- [Task to carry out] Please rewrite the entries below, swapping "tire track" for "wheel rut" and keeping everything else the same.
---- Recorded data
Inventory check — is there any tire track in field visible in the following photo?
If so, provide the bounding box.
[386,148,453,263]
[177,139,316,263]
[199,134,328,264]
--------
- [Reply to the task]
Inventory check — is there any wheel rut in field visible in the following photo?
If so, provide the bounding box.
[386,148,453,263]
[177,139,316,263]
[199,134,328,264]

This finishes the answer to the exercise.